● Work to be completed: Nothing in the records may be dropped or altered when you repeat them.

● Record set:
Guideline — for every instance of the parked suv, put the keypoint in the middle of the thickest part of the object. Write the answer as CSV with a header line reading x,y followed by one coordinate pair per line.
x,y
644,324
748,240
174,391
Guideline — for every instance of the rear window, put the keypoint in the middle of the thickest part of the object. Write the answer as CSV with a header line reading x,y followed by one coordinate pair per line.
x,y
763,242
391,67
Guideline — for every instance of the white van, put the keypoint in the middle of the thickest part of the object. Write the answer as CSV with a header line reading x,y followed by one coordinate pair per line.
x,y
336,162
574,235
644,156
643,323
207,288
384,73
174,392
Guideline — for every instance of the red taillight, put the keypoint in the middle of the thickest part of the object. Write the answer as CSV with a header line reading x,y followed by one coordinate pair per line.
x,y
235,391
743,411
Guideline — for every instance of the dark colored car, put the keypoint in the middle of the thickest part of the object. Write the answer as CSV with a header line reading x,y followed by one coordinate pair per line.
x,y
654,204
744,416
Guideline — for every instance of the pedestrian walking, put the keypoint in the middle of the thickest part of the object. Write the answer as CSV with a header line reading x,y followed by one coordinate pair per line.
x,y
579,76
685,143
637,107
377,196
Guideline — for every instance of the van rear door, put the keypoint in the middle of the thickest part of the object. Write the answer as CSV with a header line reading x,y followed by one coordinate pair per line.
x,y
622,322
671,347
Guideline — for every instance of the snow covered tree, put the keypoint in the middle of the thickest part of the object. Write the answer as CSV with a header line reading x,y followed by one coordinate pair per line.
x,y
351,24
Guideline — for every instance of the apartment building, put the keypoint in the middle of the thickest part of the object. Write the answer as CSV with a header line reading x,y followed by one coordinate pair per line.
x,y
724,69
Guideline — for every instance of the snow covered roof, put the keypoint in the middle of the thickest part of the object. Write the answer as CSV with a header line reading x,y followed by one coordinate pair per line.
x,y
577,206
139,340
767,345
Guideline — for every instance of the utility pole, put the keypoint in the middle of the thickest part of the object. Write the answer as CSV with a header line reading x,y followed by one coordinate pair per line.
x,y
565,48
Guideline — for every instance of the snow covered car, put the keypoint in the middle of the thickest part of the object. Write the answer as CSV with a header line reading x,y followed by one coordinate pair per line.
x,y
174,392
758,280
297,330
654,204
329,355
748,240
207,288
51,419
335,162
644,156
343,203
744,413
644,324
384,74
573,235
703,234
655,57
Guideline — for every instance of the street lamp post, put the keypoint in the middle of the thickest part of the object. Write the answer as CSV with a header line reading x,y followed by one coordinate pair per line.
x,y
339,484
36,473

● Task output:
Guideline — for every instance of the parked suv, put the keypoint in the middle of the thickest part of the object. Write the answer as CSV with a header line reading x,y followed by one coordinate pair per line.
x,y
644,324
748,240
174,391
Guideline — for every instance of the rear window, put the keypoint in the middle of the thickest part of the object. Write the answer as CSV with a header line reading x,y followed by one coordinate pair per line.
x,y
763,242
391,67
Guideline — for every instance of the white van, put the keypoint in the middle of the thickest part of the object. Write the answer as CSV with a header line reading x,y followed by one coordinate pair per line.
x,y
336,162
574,235
644,156
643,323
207,288
384,73
174,392
Guideline — for every instance of the red taillight, put the keypoint in the middle of the thickest part of the object. Write the answer as CSV with a header line reading x,y followed by one coordinate pair per line.
x,y
235,391
743,411
Guideline — for every instance of the dark colored car, put the keypoint in the middle of the thickest part of the object. Write the answer as CSV with a header line reading x,y followed by one coordinate pair per line.
x,y
654,204
744,416
Guideline — for every instance of the pedestrian walking, put the keypoint in the middle of the thickest part of the object. Write the answer as CSV with a header line reading x,y followed by one coordinate pair per line.
x,y
579,76
685,143
637,107
377,196
Guideline — for every instance of the van rear door, put the keypoint in the middle of the thickest part of the object. Write the answer as CSV with a header line reading x,y followed by one coordinate pair per line.
x,y
622,322
671,347
Guideline — for every instance of the snow covered tree, put the keypoint in the middle of the thickest part of the object. Write the answer as CSV with a header line reading x,y followed by one coordinate pair per line.
x,y
351,24
Guideline — for every instance of the apartment building, put the keypoint in the middle of the thickest part of the object. Write the answer as CSV with a header line reading x,y followed by one coordinate pair per line.
x,y
724,69
Guideline — for every instance of the snow covered roof, put the keypoint in the middle of the thickest part of the object. Write the answer as CSV with a header line reading x,y followed by one coordinate pair per line.
x,y
577,206
139,340
767,345
Guideline — for every instance of the utility pole, put the keypoint in the middle of the thickest part of the object. Write the answer as CSV with a header line reading x,y followed by one coordinate pair per line.
x,y
565,48
Guideline — for every instance of the snow covered car, put the keypoint in the middle of the thickest part of the object. Write the answer as CSV with a header line reading x,y followed by one coordinate pair per line.
x,y
174,392
758,280
297,330
654,204
329,355
748,240
207,288
51,419
335,162
644,156
343,203
744,413
644,324
384,74
573,235
703,234
655,57
Guideline — for every instance of the street lamp post, put the keypoint in the middle of the thickest part of the object. Write the answer as CSV with a header line reading x,y followed by one coordinate pair per line.
x,y
339,484
36,473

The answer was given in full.